___ Excerpt provided

We Love You Hans Haffmans!
As I type, I hear on the radio the brass fanfare from the beginning of the final movement of Bartok's Concerto for Orchestra, alerting us that it's 11pm and time for our weekly broadcast of "Live! at the Concertgebouw". It's a good program with varied programs beautifully played by different ensembles.
But what we really like about the program is the announcer: Hans Haffmans. Shortly after the opening fanfare, we squeal with delight to hear "…this is Hans Haffmans." We love his voice, his radio personality, his commentary, his accent — the entire package. It's such a treat, when we've forgotten that it's getting late on Wednesday night, to have Hans to remind us.
We had clues that he was Dutch (like: the name of the program, for one), but we might have guessed. His English is beautiful, melodic, energetic, and precise, virtually accent-free except for a little tightness around the lips that one often hears from speakers whose native language is Germanic. Mind you, this is not a detriment at all. No, no, no, it just adds a tiny verbal quirk to his on-air persona, the salt in the cake that really brings up the taste. And — oh boy! — can he pronounce those difficult names of obscure European composers (names that sometimes tax the talents of our local announcers on the station we're listening to).* Like the best Swiss hoteliers, he seems comfortable with several languages.

______
___ Recorded data

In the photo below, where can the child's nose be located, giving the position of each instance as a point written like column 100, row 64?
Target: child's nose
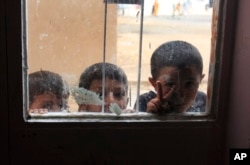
column 109, row 98
column 55, row 108
column 179, row 91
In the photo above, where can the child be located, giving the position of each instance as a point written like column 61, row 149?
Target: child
column 47, row 92
column 176, row 69
column 116, row 86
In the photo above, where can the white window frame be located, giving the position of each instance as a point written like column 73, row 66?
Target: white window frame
column 210, row 115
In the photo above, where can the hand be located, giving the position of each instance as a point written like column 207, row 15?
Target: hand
column 38, row 111
column 128, row 111
column 160, row 102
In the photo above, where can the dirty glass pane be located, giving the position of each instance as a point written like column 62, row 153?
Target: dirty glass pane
column 68, row 36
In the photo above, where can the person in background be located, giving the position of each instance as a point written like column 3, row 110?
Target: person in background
column 176, row 69
column 115, row 90
column 48, row 92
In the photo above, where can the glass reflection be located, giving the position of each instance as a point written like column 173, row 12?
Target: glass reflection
column 67, row 37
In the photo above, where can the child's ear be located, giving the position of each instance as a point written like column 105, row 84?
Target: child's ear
column 202, row 76
column 152, row 82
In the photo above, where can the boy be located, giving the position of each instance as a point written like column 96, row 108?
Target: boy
column 116, row 86
column 176, row 69
column 47, row 92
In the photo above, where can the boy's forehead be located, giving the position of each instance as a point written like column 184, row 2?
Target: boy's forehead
column 171, row 71
column 108, row 82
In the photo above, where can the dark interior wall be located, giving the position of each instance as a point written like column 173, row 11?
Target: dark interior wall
column 117, row 143
column 239, row 114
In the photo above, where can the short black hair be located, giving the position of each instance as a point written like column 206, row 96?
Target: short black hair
column 179, row 54
column 42, row 82
column 95, row 71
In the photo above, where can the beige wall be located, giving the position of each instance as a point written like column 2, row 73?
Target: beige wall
column 65, row 36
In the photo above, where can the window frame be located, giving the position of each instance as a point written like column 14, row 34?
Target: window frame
column 220, row 76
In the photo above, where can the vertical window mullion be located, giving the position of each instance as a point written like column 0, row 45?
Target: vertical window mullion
column 104, row 55
column 140, row 56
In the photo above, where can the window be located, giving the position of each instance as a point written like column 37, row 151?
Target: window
column 66, row 37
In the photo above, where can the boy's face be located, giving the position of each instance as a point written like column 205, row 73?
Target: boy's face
column 185, row 83
column 48, row 102
column 115, row 92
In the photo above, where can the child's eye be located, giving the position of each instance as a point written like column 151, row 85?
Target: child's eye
column 169, row 84
column 190, row 84
column 119, row 94
column 47, row 105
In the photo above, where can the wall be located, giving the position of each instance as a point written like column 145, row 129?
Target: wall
column 62, row 34
column 238, row 106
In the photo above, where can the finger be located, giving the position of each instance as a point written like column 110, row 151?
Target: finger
column 154, row 105
column 169, row 93
column 159, row 91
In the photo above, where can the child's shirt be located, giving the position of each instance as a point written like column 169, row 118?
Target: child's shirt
column 199, row 104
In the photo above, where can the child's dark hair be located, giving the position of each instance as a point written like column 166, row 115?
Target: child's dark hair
column 95, row 71
column 42, row 82
column 179, row 54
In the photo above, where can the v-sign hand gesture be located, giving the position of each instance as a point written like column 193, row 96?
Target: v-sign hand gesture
column 160, row 102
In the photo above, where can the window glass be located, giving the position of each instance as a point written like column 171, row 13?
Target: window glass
column 64, row 38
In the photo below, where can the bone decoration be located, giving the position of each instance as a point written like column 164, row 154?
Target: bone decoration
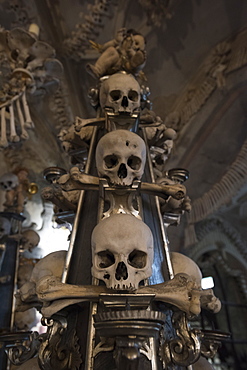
column 121, row 157
column 125, row 52
column 28, row 239
column 52, row 295
column 17, row 187
column 27, row 65
column 121, row 94
column 76, row 180
column 122, row 252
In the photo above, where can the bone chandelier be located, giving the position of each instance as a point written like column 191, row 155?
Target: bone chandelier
column 141, row 296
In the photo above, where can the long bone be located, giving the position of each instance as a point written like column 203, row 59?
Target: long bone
column 28, row 120
column 24, row 133
column 3, row 140
column 77, row 180
column 13, row 135
column 179, row 292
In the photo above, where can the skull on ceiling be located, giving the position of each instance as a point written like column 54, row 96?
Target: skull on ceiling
column 122, row 252
column 5, row 227
column 8, row 181
column 121, row 93
column 121, row 157
column 29, row 240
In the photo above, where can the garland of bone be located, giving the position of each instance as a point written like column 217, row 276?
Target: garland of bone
column 88, row 29
column 223, row 59
column 216, row 258
column 60, row 106
column 23, row 117
column 222, row 192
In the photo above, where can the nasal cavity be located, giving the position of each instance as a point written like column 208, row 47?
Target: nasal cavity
column 125, row 102
column 121, row 271
column 122, row 172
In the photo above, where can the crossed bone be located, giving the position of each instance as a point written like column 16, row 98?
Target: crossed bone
column 77, row 180
column 180, row 292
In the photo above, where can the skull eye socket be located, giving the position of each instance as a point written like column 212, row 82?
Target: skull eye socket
column 134, row 162
column 106, row 259
column 115, row 95
column 137, row 259
column 111, row 161
column 133, row 95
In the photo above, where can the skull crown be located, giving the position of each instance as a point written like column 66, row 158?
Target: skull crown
column 121, row 93
column 122, row 252
column 121, row 157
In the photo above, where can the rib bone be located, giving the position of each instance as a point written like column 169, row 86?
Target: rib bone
column 3, row 140
column 13, row 135
column 24, row 133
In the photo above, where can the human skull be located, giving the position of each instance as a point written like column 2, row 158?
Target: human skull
column 29, row 240
column 121, row 93
column 5, row 227
column 25, row 320
column 121, row 157
column 122, row 252
column 8, row 181
column 185, row 265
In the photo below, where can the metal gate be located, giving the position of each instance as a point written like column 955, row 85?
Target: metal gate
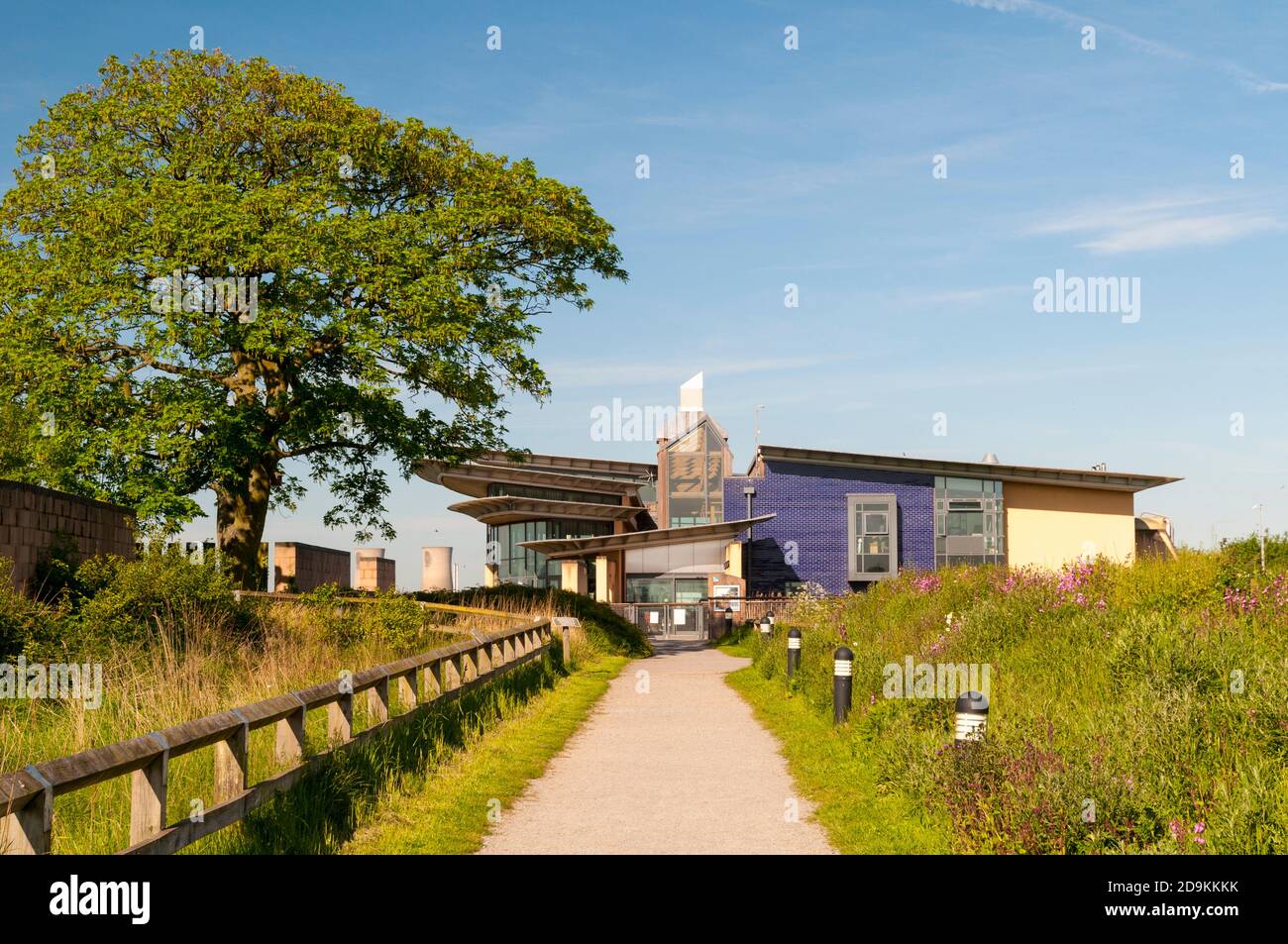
column 681, row 620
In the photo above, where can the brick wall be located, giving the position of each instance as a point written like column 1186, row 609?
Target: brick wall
column 303, row 567
column 31, row 518
column 375, row 574
column 809, row 504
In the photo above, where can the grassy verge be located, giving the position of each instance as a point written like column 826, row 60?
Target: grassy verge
column 171, row 643
column 836, row 773
column 447, row 811
column 1131, row 708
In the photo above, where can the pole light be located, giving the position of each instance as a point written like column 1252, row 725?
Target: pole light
column 1261, row 535
column 842, row 684
column 971, row 716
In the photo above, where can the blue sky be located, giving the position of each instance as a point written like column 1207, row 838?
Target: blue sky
column 814, row 167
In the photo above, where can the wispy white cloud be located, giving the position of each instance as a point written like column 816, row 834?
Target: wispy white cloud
column 1162, row 223
column 639, row 372
column 1245, row 77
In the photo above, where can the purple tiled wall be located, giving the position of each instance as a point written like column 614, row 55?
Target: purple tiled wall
column 809, row 504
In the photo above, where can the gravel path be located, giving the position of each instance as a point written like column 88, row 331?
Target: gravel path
column 683, row 768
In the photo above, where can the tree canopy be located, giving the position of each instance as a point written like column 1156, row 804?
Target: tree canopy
column 210, row 268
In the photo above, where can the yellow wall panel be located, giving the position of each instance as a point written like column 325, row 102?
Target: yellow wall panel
column 1048, row 526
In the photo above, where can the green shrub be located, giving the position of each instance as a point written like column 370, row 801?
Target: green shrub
column 162, row 592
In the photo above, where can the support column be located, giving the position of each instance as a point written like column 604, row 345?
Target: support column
column 574, row 576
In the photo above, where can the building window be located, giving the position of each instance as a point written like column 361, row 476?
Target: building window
column 874, row 536
column 515, row 565
column 969, row 522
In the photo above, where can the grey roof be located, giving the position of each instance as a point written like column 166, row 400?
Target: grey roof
column 1076, row 478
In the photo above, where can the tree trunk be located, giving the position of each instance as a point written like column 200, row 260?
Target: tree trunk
column 241, row 510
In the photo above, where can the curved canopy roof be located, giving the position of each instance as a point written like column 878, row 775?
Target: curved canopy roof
column 505, row 509
column 579, row 546
column 475, row 478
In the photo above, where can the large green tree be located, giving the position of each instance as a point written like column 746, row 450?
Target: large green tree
column 390, row 281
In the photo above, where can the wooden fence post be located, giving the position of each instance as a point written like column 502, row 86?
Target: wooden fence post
column 451, row 673
column 339, row 717
column 377, row 700
column 290, row 737
column 29, row 829
column 433, row 679
column 407, row 693
column 149, row 794
column 231, row 775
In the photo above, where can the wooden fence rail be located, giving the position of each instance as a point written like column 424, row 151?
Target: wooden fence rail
column 445, row 674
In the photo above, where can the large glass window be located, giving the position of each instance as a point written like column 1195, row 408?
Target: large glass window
column 969, row 522
column 515, row 565
column 874, row 536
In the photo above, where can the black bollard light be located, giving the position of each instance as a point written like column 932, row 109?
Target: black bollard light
column 794, row 651
column 842, row 684
column 971, row 716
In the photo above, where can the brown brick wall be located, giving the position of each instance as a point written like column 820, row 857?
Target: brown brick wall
column 33, row 517
column 375, row 574
column 303, row 567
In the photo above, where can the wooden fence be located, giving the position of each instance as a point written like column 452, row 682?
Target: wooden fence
column 27, row 796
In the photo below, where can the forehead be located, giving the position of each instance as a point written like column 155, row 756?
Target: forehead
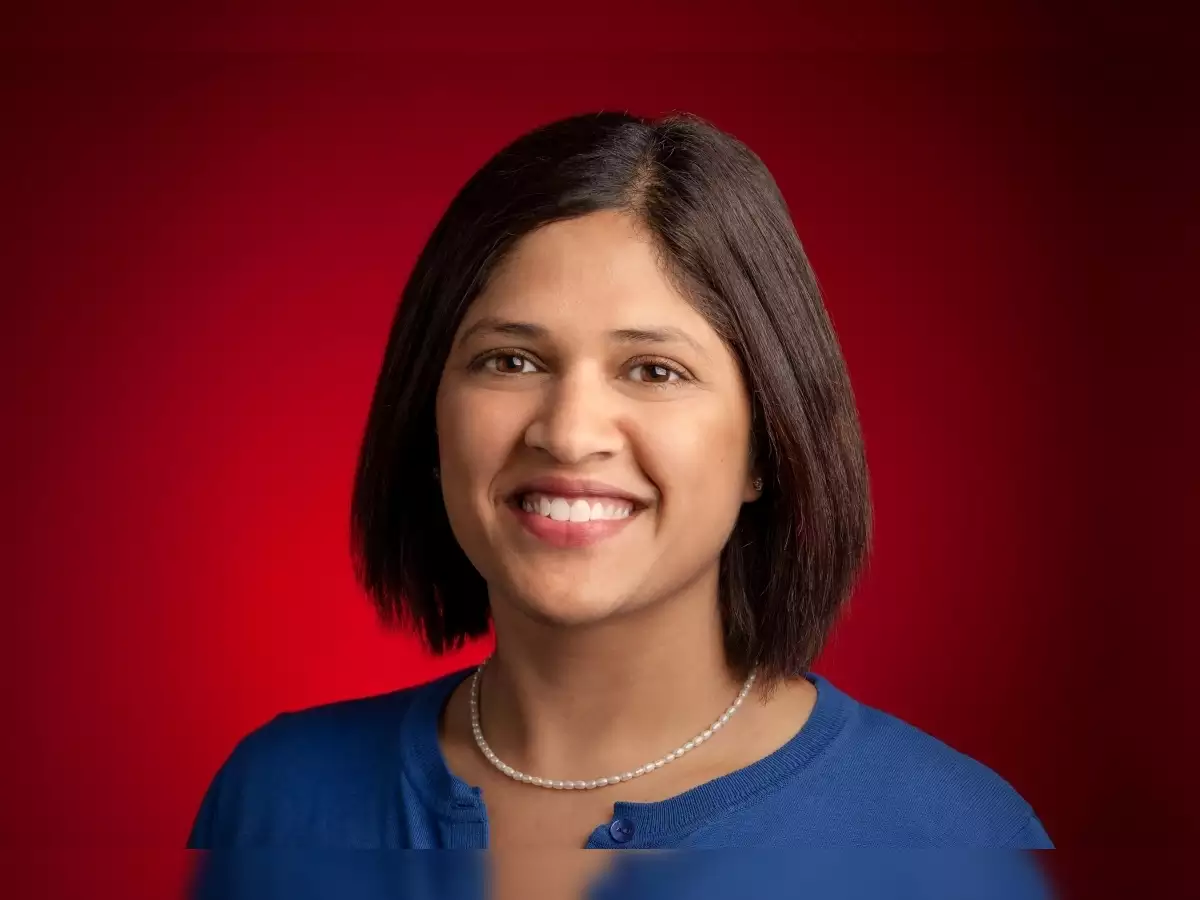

______

Rewrite the Hans Haffmans piece from "As I type, I" to "by different ensembles.", swapping "11pm" for "10pm".

→ Worked answer:
As I type, I hear on the radio the brass fanfare from the beginning of the final movement of Bartok's Concerto for Orchestra, alerting us that it's 10pm and time for our weekly broadcast of "Live! at the Concertgebouw". It's a good program with varied programs beautifully played by different ensembles.